>> Start MATERIALS PROVIDED

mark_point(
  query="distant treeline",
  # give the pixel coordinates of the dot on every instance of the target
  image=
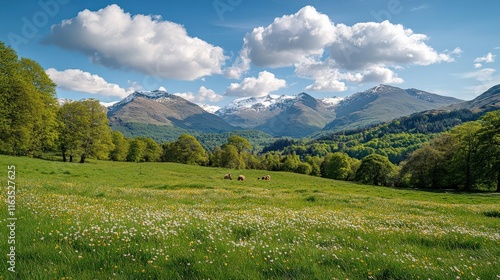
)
(408, 152)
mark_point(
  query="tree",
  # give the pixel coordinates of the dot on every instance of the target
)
(291, 163)
(376, 170)
(152, 152)
(44, 133)
(27, 106)
(84, 130)
(96, 139)
(70, 132)
(489, 137)
(425, 168)
(240, 143)
(186, 150)
(121, 146)
(230, 158)
(465, 160)
(336, 166)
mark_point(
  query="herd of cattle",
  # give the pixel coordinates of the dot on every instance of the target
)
(242, 178)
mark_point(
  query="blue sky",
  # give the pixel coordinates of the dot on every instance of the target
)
(214, 51)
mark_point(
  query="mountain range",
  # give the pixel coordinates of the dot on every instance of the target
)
(294, 116)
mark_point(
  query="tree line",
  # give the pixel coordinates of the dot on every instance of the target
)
(33, 123)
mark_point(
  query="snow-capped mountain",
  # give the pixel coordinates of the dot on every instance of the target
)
(331, 102)
(280, 115)
(163, 109)
(209, 108)
(384, 103)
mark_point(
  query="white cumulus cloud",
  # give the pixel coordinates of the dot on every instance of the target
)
(288, 40)
(143, 43)
(85, 82)
(489, 58)
(369, 44)
(335, 54)
(483, 75)
(203, 95)
(264, 84)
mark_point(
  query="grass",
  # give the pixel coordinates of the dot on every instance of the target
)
(109, 220)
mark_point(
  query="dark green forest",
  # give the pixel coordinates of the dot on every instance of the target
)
(438, 150)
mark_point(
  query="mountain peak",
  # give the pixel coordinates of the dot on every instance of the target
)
(155, 94)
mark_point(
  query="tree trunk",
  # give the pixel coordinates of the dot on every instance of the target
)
(498, 181)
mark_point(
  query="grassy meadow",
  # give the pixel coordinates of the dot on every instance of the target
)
(111, 220)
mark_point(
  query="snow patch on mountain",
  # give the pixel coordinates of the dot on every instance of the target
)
(209, 108)
(159, 95)
(255, 103)
(331, 102)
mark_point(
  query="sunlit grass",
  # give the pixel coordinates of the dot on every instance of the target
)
(169, 221)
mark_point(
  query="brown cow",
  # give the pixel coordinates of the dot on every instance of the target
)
(267, 178)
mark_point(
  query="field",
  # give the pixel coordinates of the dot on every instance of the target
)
(109, 220)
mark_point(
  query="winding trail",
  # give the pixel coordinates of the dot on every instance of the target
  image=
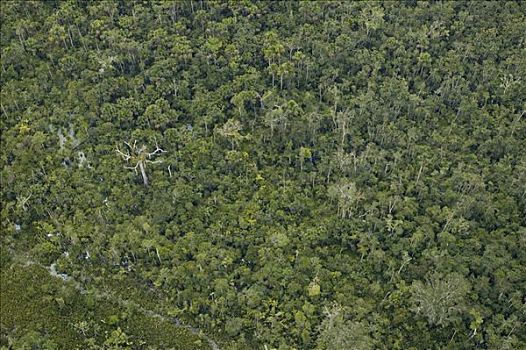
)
(52, 269)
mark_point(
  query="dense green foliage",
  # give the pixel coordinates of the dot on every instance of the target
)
(40, 312)
(330, 175)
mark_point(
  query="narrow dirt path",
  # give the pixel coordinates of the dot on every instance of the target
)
(116, 299)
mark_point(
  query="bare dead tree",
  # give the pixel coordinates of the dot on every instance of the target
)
(140, 157)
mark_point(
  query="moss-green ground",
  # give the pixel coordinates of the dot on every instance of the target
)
(44, 312)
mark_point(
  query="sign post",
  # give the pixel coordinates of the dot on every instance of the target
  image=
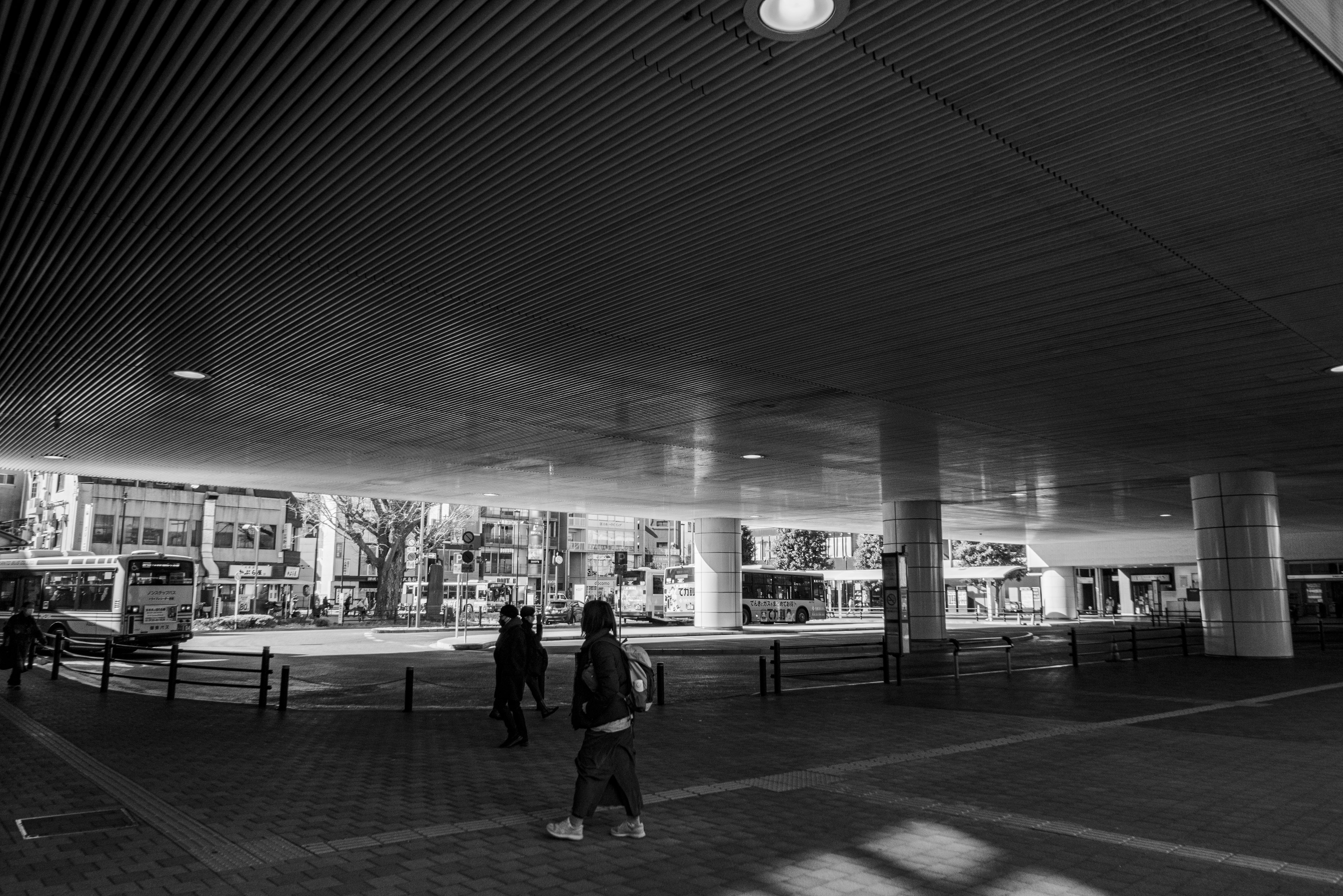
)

>> End MATERIALS PROVIDED

THE TASK: Take the records above and transcribe them exactly, dropping every picture.

EXPECTED ANSWER:
mark_point(
  query="distant treeline",
  # give the pixel coordinates of the dot on every instance of the target
  image=
)
(408, 152)
mark_point(
  query="tree",
  # give the pixel coordinates of the dot on every instance of the target
)
(291, 163)
(376, 170)
(152, 152)
(44, 133)
(27, 106)
(84, 130)
(96, 139)
(70, 132)
(489, 137)
(425, 168)
(240, 143)
(186, 150)
(121, 146)
(230, 158)
(465, 160)
(336, 166)
mark_point(
  query="herd of cattle",
  # give the pixel coordinates of the dot on every instance of the target
)
(242, 178)
mark_point(
  query="blue sky",
  # give the pixel coordinates of the dot on every instance of the target
)
(214, 51)
mark_point(
  query="mountain range",
  # give the pixel coordinates of the dot on every instance of the target
)
(294, 116)
mark_point(
  query="tree line",
  # give the pixel coordinates of the dot on every instance of the target
)
(33, 123)
mark_point(
  query="snow-capped mountain",
  # give the pixel coordinates of the dot on every instance of the target
)
(331, 102)
(280, 115)
(163, 109)
(209, 108)
(384, 103)
mark_point(
  query="white cumulus cloud",
  # give the pixel coordinates of the dot on every instance of the target
)
(288, 40)
(143, 43)
(85, 82)
(489, 58)
(369, 44)
(335, 54)
(483, 75)
(203, 95)
(264, 84)
mark_point(
  query="grass",
  # give the pixel coordinates of the dot on every instance of the target
)
(109, 220)
mark_point(
  query="dark green forest",
  # give the pixel coordinates of the dot on every instance of the target
)
(438, 150)
mark_point(
  query="mountain peak",
  # give the pixel coordinates of the dot on every instance of the target
)
(155, 94)
mark_point(
  query="tree trunk",
  # give the pixel coordinates of the dot on every instance of the target
)
(498, 181)
mark_point(
  query="grassy meadow",
  # give the pixel coordinates of the dot on every instance of the target
)
(111, 220)
mark_point(
  query="snow patch on mountain",
  # give the pixel coordinates of the dot on every instance of the target
)
(209, 108)
(159, 95)
(255, 103)
(331, 102)
mark_point(
  query="sunlit grass",
  # give the pixel coordinates of the dot on every instance of the target
)
(169, 221)
mark_point(
  query="brown cow",
  # give the pixel coordinates of the dot on every instance of the target
)
(267, 178)
mark_point(
  query="field",
  # give the pixel coordinates of the dot on every instance of the target
)
(109, 220)
mark_point(
  query="winding trail",
  # give the pixel coordinates of the dot on every instance of the target
  image=
)
(52, 269)
mark_point(
  query="dense green foliage",
  # give the pixel coordinates of the dot on every instance of the target
)
(40, 312)
(330, 175)
mark_point(
  query="narrow dirt path",
  # give the pixel coordinates of the dot on every instance of the target
)
(116, 299)
mark_point(
  query="bare dead tree",
  # give the pixel coordinates of the dot on every instance of the target
)
(140, 157)
mark_point(
  query="moss-green ground",
  # give the pixel coordinates of the dot on every instance of the target
)
(44, 312)
mark_point(
  query="sign post",
  # give the pixel coordinates of the dot on every instance of the target
  image=
)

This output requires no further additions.